ACTIVITY => Among the entries below, tally each line containing "brick"; respond with the total only.

DATA SHOWN =>
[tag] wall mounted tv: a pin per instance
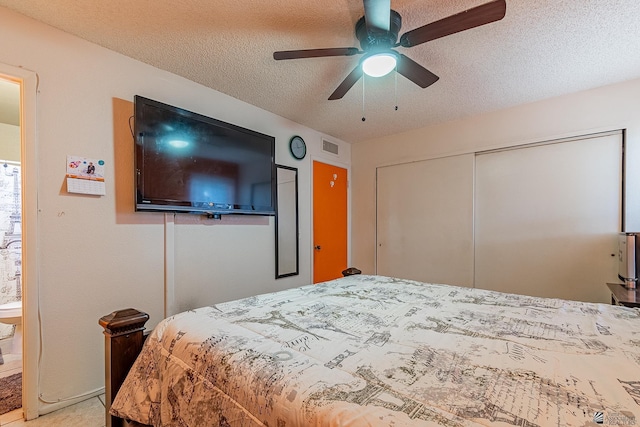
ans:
(190, 163)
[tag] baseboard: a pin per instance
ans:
(46, 408)
(5, 345)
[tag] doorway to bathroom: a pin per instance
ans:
(11, 362)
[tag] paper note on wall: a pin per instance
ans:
(85, 175)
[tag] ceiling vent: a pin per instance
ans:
(330, 147)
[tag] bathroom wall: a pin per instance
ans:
(10, 257)
(10, 237)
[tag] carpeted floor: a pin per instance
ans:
(10, 393)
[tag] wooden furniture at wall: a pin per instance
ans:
(124, 337)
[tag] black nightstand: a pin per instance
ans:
(620, 295)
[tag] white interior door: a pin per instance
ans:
(425, 220)
(547, 217)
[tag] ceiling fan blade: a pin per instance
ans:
(474, 17)
(315, 53)
(347, 83)
(415, 72)
(377, 15)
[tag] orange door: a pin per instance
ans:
(329, 221)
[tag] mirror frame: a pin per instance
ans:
(279, 227)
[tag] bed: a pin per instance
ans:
(379, 351)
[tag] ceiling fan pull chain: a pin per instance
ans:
(363, 79)
(396, 77)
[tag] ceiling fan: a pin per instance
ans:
(378, 31)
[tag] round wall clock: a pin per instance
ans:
(298, 147)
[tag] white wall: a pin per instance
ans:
(607, 108)
(97, 255)
(9, 142)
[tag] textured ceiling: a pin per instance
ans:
(541, 49)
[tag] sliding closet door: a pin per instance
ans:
(547, 216)
(425, 220)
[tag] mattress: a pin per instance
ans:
(380, 351)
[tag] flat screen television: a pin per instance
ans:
(187, 162)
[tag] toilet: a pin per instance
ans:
(11, 314)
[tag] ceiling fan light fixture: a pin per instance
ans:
(379, 64)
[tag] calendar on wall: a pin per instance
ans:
(85, 175)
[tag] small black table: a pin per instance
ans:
(621, 295)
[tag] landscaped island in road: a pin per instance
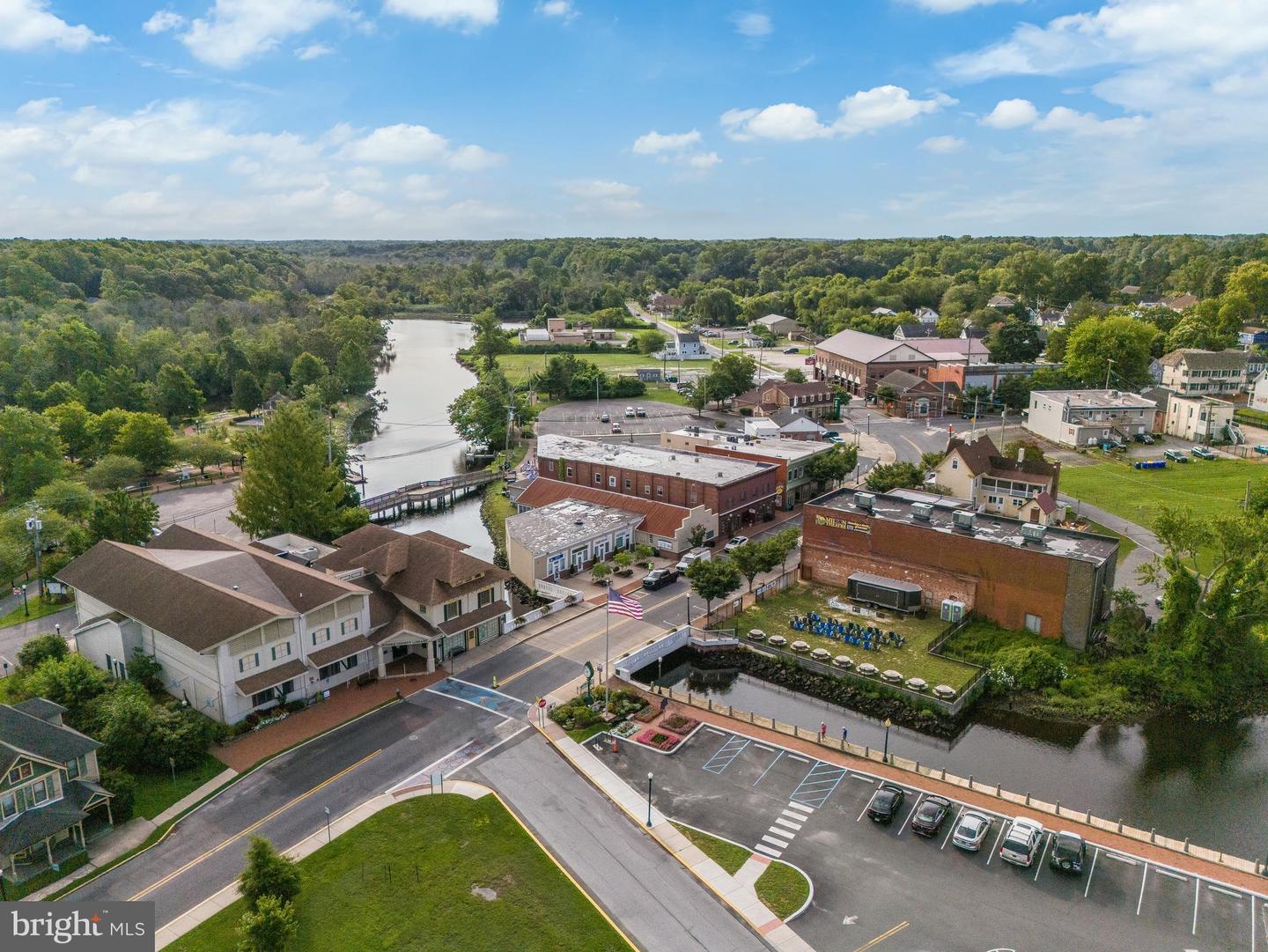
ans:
(434, 874)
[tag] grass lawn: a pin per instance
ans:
(438, 850)
(1209, 488)
(912, 660)
(1125, 544)
(38, 610)
(783, 889)
(156, 793)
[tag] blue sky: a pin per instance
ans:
(506, 118)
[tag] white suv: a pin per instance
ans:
(1021, 842)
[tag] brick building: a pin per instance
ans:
(858, 360)
(1054, 582)
(738, 492)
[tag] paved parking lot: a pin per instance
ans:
(885, 888)
(582, 418)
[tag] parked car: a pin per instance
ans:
(1021, 842)
(694, 557)
(1069, 852)
(971, 830)
(885, 802)
(930, 815)
(660, 579)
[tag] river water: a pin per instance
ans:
(415, 440)
(1204, 781)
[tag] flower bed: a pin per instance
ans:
(680, 724)
(660, 739)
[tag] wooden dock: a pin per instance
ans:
(428, 496)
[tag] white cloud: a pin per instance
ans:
(34, 108)
(862, 112)
(755, 26)
(564, 9)
(313, 51)
(653, 142)
(163, 22)
(942, 144)
(468, 14)
(1011, 113)
(26, 25)
(233, 32)
(1189, 32)
(953, 5)
(604, 196)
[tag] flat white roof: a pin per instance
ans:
(715, 470)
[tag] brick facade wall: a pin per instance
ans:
(1000, 582)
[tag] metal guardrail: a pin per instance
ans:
(994, 790)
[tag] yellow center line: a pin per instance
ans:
(882, 937)
(250, 830)
(575, 646)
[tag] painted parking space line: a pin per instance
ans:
(769, 767)
(956, 823)
(726, 755)
(1091, 871)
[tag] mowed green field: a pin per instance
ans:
(435, 874)
(1207, 487)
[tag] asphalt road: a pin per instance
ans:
(885, 888)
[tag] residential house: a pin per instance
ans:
(778, 325)
(564, 538)
(1207, 372)
(1198, 418)
(1088, 417)
(815, 397)
(858, 360)
(910, 332)
(51, 796)
(738, 492)
(429, 599)
(914, 395)
(235, 628)
(974, 469)
(666, 528)
(797, 424)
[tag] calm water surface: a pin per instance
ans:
(1207, 782)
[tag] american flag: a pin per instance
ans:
(619, 605)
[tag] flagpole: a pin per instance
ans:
(608, 616)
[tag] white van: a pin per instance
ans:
(692, 558)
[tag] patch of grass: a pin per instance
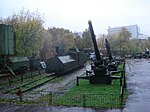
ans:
(92, 95)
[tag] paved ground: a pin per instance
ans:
(138, 84)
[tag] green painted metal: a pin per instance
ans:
(7, 40)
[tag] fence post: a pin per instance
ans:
(19, 94)
(84, 100)
(77, 81)
(21, 78)
(50, 98)
(9, 80)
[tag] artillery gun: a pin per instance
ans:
(101, 69)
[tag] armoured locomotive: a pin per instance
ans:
(17, 65)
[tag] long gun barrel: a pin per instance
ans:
(108, 50)
(98, 57)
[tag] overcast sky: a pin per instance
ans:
(74, 14)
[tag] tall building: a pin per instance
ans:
(133, 29)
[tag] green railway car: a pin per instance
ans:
(7, 40)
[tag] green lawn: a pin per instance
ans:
(104, 96)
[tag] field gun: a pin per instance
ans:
(101, 69)
(111, 64)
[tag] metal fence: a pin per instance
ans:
(58, 98)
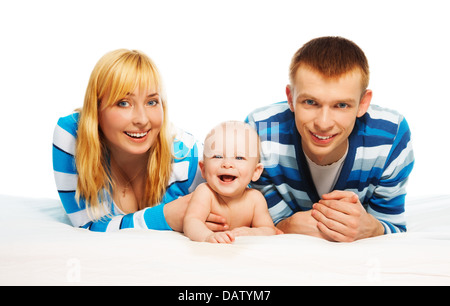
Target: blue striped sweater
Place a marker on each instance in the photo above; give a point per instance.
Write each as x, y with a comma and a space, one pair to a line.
184, 178
379, 161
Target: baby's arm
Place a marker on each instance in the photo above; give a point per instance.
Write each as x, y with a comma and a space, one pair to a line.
262, 224
197, 212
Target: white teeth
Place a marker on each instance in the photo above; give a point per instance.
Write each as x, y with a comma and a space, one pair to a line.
322, 137
136, 135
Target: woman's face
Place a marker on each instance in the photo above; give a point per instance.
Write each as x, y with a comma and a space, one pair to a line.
132, 124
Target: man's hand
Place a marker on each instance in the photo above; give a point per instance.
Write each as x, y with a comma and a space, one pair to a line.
341, 217
301, 223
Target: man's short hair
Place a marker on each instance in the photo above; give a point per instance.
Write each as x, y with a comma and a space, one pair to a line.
332, 57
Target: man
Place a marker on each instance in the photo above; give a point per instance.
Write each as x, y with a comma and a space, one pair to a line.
334, 166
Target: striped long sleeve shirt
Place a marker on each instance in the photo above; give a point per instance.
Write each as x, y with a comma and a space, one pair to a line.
379, 160
184, 178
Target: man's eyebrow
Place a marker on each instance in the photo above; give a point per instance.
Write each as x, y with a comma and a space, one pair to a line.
305, 96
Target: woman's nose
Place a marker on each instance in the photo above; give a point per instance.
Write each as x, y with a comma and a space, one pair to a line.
139, 115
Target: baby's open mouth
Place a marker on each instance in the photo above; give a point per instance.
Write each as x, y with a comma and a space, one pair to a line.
227, 178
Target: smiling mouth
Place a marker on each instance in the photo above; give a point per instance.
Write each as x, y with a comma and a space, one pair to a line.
136, 135
227, 178
321, 137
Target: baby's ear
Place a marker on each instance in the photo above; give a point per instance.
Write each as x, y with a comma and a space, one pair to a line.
258, 171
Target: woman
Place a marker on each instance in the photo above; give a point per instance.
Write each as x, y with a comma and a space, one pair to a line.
118, 163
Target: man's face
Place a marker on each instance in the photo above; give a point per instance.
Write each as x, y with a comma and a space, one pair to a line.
325, 111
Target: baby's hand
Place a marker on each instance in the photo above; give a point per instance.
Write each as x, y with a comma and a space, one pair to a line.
242, 231
221, 237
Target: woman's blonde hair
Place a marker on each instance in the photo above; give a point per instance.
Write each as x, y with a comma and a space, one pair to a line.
118, 73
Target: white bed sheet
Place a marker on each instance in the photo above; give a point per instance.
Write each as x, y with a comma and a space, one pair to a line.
39, 247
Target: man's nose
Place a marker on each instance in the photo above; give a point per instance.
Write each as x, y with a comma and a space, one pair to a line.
324, 119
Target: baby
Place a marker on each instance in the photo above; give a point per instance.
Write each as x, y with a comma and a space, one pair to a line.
230, 162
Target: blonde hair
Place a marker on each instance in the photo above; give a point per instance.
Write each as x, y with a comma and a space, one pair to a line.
118, 73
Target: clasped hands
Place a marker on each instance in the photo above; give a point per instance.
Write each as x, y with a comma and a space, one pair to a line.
340, 216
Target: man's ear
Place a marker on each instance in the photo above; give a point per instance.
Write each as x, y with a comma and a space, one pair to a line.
289, 95
258, 171
364, 103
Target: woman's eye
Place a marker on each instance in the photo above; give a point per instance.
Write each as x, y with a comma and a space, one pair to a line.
123, 103
152, 103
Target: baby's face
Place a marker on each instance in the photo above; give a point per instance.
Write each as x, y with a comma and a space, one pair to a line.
231, 159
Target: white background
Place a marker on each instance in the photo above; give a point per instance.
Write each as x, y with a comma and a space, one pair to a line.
219, 60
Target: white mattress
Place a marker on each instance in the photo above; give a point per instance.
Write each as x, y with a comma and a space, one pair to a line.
39, 247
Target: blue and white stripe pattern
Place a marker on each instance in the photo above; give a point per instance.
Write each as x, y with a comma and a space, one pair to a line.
379, 160
185, 177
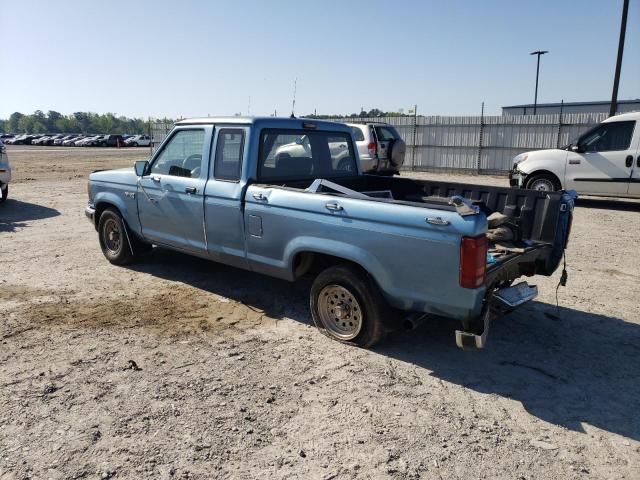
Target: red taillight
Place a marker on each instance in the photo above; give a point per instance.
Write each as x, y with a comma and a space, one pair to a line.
473, 261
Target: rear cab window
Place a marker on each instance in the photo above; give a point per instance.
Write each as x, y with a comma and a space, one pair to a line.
357, 134
386, 134
305, 154
228, 154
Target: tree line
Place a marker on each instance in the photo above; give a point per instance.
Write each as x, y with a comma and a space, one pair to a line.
88, 122
78, 122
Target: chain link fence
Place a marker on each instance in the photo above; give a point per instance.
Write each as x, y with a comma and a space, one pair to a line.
471, 144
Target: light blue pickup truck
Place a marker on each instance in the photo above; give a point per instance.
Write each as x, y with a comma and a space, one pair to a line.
285, 197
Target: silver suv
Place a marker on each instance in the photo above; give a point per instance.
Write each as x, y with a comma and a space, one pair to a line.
380, 148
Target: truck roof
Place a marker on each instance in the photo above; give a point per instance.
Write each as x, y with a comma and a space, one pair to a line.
624, 116
269, 122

THE COMPLETED TASK => 2